#### WHAT IS REQUIRED:
Everything from the line containing "Scan for gecko neck." through the line containing "Scan for black background." in the listing below should be copied exactly, and nothing more.

(MATERIALS PROVIDED begins)

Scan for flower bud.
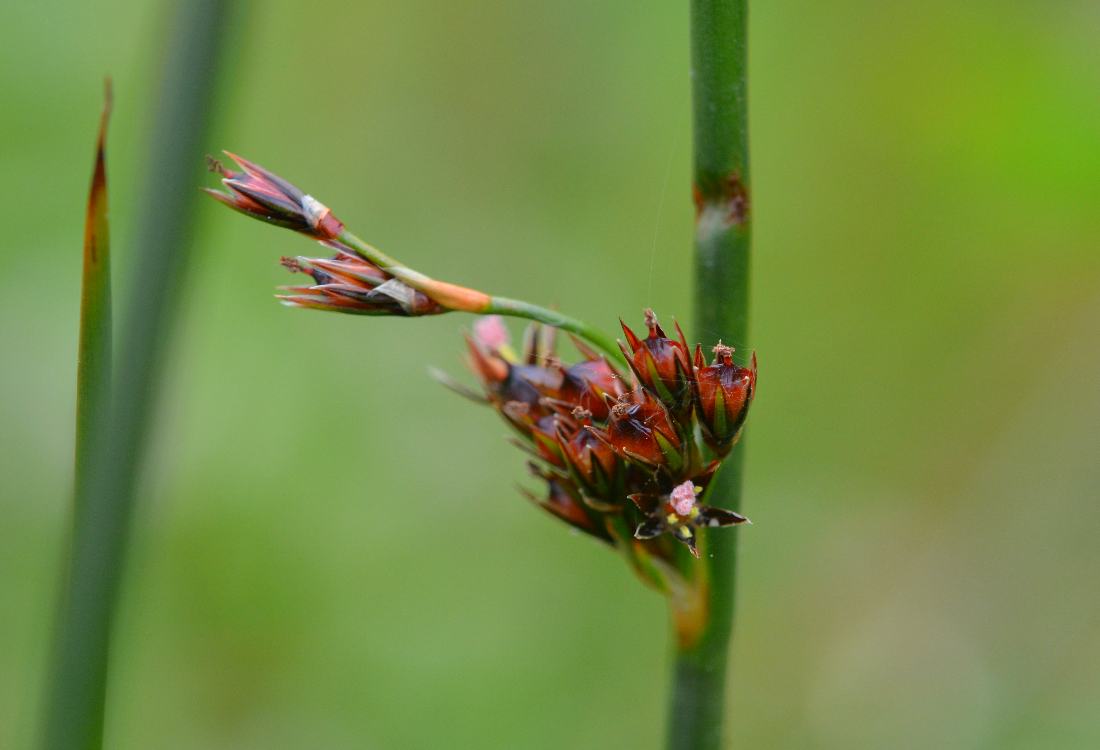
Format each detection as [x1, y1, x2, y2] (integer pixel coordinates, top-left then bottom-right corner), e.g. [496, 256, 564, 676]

(MATERIALS PROVIDED ends)
(MATERIALS PROVIDED begins)

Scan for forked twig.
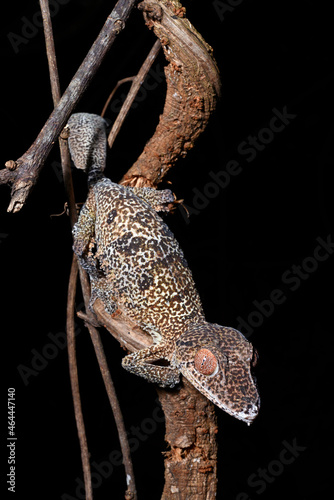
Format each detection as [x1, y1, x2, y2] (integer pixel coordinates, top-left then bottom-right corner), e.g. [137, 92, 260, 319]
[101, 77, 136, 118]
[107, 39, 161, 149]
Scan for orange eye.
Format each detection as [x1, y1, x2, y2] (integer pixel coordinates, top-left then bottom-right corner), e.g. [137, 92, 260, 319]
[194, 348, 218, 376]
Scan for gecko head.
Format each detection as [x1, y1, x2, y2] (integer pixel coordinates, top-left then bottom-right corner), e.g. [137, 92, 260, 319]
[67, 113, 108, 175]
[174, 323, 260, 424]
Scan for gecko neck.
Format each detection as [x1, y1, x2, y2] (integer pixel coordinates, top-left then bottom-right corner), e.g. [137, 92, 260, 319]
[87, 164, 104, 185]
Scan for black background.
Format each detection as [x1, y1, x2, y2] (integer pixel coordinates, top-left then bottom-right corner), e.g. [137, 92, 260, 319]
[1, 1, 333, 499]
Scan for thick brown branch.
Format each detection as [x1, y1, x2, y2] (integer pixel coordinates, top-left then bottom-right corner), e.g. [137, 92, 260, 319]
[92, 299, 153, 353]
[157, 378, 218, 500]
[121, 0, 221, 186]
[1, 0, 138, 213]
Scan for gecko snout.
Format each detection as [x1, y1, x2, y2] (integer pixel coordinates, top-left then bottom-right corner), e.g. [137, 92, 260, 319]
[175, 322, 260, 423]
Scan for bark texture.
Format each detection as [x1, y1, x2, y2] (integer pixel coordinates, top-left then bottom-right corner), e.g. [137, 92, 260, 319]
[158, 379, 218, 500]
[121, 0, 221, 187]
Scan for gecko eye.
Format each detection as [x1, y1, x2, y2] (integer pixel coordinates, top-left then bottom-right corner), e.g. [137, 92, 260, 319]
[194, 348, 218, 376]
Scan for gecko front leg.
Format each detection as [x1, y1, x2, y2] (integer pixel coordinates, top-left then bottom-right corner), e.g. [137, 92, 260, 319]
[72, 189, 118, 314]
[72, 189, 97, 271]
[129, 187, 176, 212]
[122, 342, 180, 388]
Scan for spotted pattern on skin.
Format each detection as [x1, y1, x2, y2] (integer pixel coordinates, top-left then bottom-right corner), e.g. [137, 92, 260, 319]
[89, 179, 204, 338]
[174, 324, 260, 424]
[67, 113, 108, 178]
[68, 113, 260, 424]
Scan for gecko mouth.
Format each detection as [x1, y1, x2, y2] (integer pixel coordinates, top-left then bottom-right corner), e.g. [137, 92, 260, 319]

(MATERIALS PROVIDED ends)
(MATERIALS PROVIDED begins)

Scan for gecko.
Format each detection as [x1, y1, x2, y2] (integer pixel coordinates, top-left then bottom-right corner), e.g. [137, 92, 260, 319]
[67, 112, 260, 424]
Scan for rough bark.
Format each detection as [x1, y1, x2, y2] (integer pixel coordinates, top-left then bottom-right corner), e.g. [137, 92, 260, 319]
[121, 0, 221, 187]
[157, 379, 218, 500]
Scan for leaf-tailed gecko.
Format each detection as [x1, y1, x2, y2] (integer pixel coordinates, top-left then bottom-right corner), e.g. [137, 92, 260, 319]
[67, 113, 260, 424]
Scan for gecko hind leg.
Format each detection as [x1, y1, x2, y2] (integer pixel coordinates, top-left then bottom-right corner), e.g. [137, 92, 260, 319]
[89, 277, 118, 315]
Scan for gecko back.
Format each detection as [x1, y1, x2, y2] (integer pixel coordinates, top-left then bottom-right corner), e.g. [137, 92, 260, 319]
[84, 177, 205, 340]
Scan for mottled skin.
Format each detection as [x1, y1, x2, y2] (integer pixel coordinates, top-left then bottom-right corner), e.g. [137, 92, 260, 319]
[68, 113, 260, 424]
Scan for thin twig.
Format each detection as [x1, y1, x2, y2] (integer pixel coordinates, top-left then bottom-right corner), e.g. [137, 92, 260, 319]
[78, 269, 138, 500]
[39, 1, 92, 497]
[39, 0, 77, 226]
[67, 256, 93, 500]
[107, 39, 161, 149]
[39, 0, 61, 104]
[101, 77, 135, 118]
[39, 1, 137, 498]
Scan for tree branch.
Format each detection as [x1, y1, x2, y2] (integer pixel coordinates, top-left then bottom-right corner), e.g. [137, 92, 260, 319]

(MATERIALS PROVIDED ends)

#### REPLY:
Scan for gecko neck.
Format each detection as [x1, y1, x2, y2] (integer pixel coordinates, top-left then bottom-right corner), e.g. [137, 92, 260, 319]
[87, 164, 104, 185]
Scan for black background.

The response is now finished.